-------- Page excerpt --------

Legal Challenges Piling Up on Church

Associated Press/May 27, 2002

Washington -- Long trusted to quietly resolve its own problems, the Roman Catholic Church in the United States is being forced into the unfamiliar realm of the courts by the furor over allegations of sexual abuse by priests.

Nationwide, multimillion-dollar lawsuits are forcing church leaders to turn over records and, in the case of Boston's Cardinal Bernard Law, testify under oath about what they knew and when. There is the possibility of criminal prosecution for church superiors who may have looked the other way.

Until recently, lawsuits by alleged victims usually were settled quietly out of court, and police and prosecutors often were content to give church officials leeway to handle discipline internally, lawyers said.

"In the past there was a minimum level of scrutiny to anything the church did because it was presumably acting in the best interests of people,'' said the Rev. Raymond C. O'Brien, a Catholic University law professor and a parish priest.

"The sexual abuse scandal now has changed everything,'' O'Brien said.

Although the civil lawsuits seek money damages from the church, some lawyers for alleged victims are now passing their findings on to criminal prosecutors. Prosecutors also are increasingly willing to begin their own investigations and have demanded records on potential abusers from several church administrators.

Criminal charges probably are inevitable for church higher-ups who knew of child abuse and failed to report it, or who are shown to have covered for a pedophile, lawyers said.

Numerous abusive priests are in jail or face sex charges that date back decades in some cases.

Charges for their superiors could include violation of state laws requiring reporting of suspected child abuse or broader charges of conspiracy, obstruction of justice or even racketeering, lawyers said.

-------- Information shown --------

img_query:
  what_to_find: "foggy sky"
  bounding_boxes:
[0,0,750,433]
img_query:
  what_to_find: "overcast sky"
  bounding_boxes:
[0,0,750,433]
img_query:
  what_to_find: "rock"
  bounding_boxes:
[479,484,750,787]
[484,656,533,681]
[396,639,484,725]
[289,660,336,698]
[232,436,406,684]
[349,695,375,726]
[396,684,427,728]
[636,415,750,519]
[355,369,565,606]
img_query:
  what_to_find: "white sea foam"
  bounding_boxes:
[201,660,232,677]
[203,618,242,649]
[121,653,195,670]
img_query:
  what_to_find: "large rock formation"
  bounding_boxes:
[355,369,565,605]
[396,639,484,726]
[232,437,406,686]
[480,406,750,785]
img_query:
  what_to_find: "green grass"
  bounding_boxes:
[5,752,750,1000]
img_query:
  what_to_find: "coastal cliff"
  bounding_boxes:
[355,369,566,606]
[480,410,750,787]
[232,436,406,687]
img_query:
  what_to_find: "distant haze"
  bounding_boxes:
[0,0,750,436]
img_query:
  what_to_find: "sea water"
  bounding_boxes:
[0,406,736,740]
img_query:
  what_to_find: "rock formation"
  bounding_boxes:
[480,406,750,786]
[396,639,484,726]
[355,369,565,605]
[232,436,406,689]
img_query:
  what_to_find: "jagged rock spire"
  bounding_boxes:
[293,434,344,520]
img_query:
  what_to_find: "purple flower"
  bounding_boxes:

--------

#### [Exercise directions]
In the news article on legal challenges facing the church, what two roles does the Rev. Raymond C. O'Brien hold?

#### [Task result]
He is a Catholic University law professor and a parish priest.